## What is being asked
Each entry below is to be extracted exactly.

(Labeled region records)
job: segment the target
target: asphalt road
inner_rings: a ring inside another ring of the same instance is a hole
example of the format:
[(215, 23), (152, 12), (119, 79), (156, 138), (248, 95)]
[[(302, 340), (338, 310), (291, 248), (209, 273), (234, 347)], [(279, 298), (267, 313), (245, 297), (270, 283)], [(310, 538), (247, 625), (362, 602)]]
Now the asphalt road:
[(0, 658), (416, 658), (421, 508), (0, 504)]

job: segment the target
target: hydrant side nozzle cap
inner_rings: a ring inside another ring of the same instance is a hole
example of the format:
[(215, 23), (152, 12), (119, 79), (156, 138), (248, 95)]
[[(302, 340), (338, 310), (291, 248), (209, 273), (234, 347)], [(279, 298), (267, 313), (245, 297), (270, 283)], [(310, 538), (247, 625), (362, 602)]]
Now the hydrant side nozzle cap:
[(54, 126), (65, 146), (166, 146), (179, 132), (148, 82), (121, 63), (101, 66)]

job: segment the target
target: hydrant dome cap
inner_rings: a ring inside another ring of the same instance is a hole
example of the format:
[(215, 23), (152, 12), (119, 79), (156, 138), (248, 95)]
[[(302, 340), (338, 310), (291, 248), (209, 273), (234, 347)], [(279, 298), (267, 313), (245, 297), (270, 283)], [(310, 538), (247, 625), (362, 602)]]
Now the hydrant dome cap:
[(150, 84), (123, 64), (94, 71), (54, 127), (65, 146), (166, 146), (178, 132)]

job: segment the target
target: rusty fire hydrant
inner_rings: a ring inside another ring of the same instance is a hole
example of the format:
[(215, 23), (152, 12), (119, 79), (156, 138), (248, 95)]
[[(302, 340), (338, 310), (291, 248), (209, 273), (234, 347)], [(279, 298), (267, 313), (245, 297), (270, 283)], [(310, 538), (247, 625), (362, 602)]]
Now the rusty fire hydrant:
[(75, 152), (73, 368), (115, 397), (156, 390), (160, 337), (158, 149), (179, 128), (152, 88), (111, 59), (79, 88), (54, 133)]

## Expected answer
job: segment the target
target: asphalt road
inner_rings: a ring inside another ring of the same instance is a hole
example of the format:
[(215, 23), (152, 12), (119, 79), (156, 138), (248, 95)]
[[(302, 340), (338, 310), (291, 248), (209, 273), (234, 347)], [(279, 298), (267, 313), (245, 297), (270, 283)], [(310, 538), (247, 625), (362, 602)]]
Now the asphalt road:
[(0, 658), (416, 658), (421, 508), (0, 504)]

job: segment the target
target: hydrant side nozzle cap
inner_rings: a ring inside another ring of the same instance is a hole
example of the format:
[(215, 23), (152, 12), (119, 79), (156, 138), (248, 95)]
[[(302, 340), (338, 310), (291, 248), (209, 273), (234, 347)], [(279, 298), (267, 313), (245, 297), (270, 283)], [(310, 538), (247, 625), (362, 602)]]
Now the hydrant side nozzle cap:
[(54, 126), (65, 146), (166, 146), (179, 132), (148, 82), (121, 63), (101, 66)]

job: segment the target
target: hydrant dome cap
inner_rings: a ring inside another ring of the same instance is a hole
example of the format:
[(215, 23), (152, 12), (119, 79), (156, 138), (248, 95)]
[[(302, 340), (338, 310), (291, 248), (209, 273), (234, 347)], [(279, 298), (267, 313), (245, 297), (270, 283)], [(310, 538), (247, 625), (362, 602)]]
Now the hydrant dome cap:
[(150, 84), (123, 64), (94, 71), (54, 127), (65, 146), (166, 146), (178, 132)]

job: segment the target
target: rusty fire hydrant
inner_rings: a ring inside another ring of the same instance is a hole
example of the format:
[(215, 23), (152, 12), (119, 79), (156, 138), (248, 95)]
[[(302, 340), (338, 310), (291, 248), (209, 273), (234, 347)], [(279, 298), (267, 313), (245, 297), (270, 283)], [(310, 538), (247, 625), (362, 602)]]
Now the rusty fire hydrant:
[(75, 152), (73, 368), (115, 397), (156, 390), (160, 337), (158, 149), (179, 128), (152, 88), (111, 59), (79, 88), (54, 133)]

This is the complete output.